Meeting Current And Future Skills Needs - Business Media MAGS

Sunday Times Skills PR

Meeting Current And Future Skills Needs

Even before the global coronavirus pandemic, the world was changing at an unprecedented rate.

New technologies have changed how we live and work, and government, corporates and individuals are all trying to find their own paths through the changes the 4thIndustrial Revolution (4IR) is bringing.

From initiatives such as broad re-skilling programmes for current staff to technology training programmes, an increasing number of organisations have made skills development a priority. However, while companies are trying to navigate the technology-driven demands of the 4IR, the far-reaching consequences of Covid-19 are making themselves felt in the worst economic downturn since the Great Depression.

Even before this crisis, many young South Africans had little hope of entering the job market at all, much less holding positions that require an understanding of Artificial Intelligence (AI) and other 4IR technologies, says Johan Engelbrecht, Group CEO at Atvance Academy.

“We should not lose sight of the current economic reality in the push towards the future of work. Despite South Africa spending more than 6% of GDP on education, about half of learners drop out before completing high school. Fewer than 5% who start primary school end up with a university qualification. These young people are already struggling to find work, and as the 4IR continues to gain momentum in the wake of the remote working trend Covid-19 forced on us, they will fall further and further behind,” he says.

________________

Task to carry out: Carry on the article about meeting current and future skills needs, picking up after its last paragraph.

________________

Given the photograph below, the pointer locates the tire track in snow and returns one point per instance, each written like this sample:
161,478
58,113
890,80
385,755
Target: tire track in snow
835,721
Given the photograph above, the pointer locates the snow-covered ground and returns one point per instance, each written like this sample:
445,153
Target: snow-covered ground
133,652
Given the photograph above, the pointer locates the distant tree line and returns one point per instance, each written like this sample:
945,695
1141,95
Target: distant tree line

________________

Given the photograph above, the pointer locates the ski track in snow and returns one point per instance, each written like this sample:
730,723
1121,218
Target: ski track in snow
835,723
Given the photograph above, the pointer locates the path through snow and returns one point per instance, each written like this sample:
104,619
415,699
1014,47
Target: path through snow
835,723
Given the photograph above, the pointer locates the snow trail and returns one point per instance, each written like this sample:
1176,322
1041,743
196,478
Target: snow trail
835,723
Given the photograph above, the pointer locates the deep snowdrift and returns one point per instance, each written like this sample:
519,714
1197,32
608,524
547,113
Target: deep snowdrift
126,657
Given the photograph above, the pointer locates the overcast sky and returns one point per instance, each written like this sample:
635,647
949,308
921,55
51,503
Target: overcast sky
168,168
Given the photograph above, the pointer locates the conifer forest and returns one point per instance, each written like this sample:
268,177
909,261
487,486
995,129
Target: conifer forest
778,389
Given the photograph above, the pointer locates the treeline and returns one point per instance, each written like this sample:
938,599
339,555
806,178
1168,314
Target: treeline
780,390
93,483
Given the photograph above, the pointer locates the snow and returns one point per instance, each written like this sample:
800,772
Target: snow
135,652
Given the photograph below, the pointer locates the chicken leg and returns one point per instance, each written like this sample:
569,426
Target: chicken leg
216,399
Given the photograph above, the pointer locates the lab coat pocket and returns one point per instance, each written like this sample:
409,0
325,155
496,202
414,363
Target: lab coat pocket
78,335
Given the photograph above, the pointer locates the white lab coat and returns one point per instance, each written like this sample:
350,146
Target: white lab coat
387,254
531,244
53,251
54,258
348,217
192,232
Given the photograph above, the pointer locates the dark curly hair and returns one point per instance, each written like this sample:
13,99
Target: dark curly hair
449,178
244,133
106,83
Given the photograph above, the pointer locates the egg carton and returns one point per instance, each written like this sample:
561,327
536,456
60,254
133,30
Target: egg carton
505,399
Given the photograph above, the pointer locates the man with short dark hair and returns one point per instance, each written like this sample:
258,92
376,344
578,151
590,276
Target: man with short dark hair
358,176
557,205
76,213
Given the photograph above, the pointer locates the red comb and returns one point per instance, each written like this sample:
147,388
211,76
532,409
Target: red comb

________________

Reply to the exercise:
“Many corporates have created training programmes to help fill the gap, but the youth still make up 63,4% of the total number of unemployed people in this country. We need to make a concerted effort to work together to solve this challenge.”

This was highlighted by President Cyril Ramaphosa in his State of the Nation address, when he said: “The government cannot solve our economic challenges alone. Even if we were to marshal every single resource at our disposal and engage on a huge expenditure of public funds, we will not alone be able to guarantee employment to the millions of people who are today out of work.”

Engelbrecht points out that in addition to employer efforts, institutions such as community colleges and vocational schools remain a key avenue to providing access to high-quality jobs. “A number of successful partnerships are underway between community college systems and local employers to ensure that curricula are tailored to current and future workplace needs and that students preparing to enter the workforce have access to employers who value the skills they are building.”

Among these is the work that Atvance Academy is doing. Partnering with South African corporates, Atvance Academy has built campuses across the country to upskill South Africa’s youth, with a particular focus on scarce skills. More than 30 000 learners a month attend Atvance Academy’s SAQA-accredited training programmes, at no cost to them.

“Our methodology is proving immensely successful. We now have over 170 campuses – all based in the areas where the learners need them – and have helped thousands of young people find work. We work closely with the communities we operate in, partnering with community leaders, community centres, libraries and schools to empower and educate – and uplift the community as a whole,” explains Engelbrecht.

“These social partnerships are only one half of the equation. We also partner with companies that are proactively looking to make a difference. These partnerships enable us to provide free education to those that need it the most, while at the same time helping them meet their preferential procurement, skills development and socio-economic development B-BBEEE objectives. By encouraging the development of solutions that benefit the youth and corporates alike, we are proud to be helping create a better South Africa.”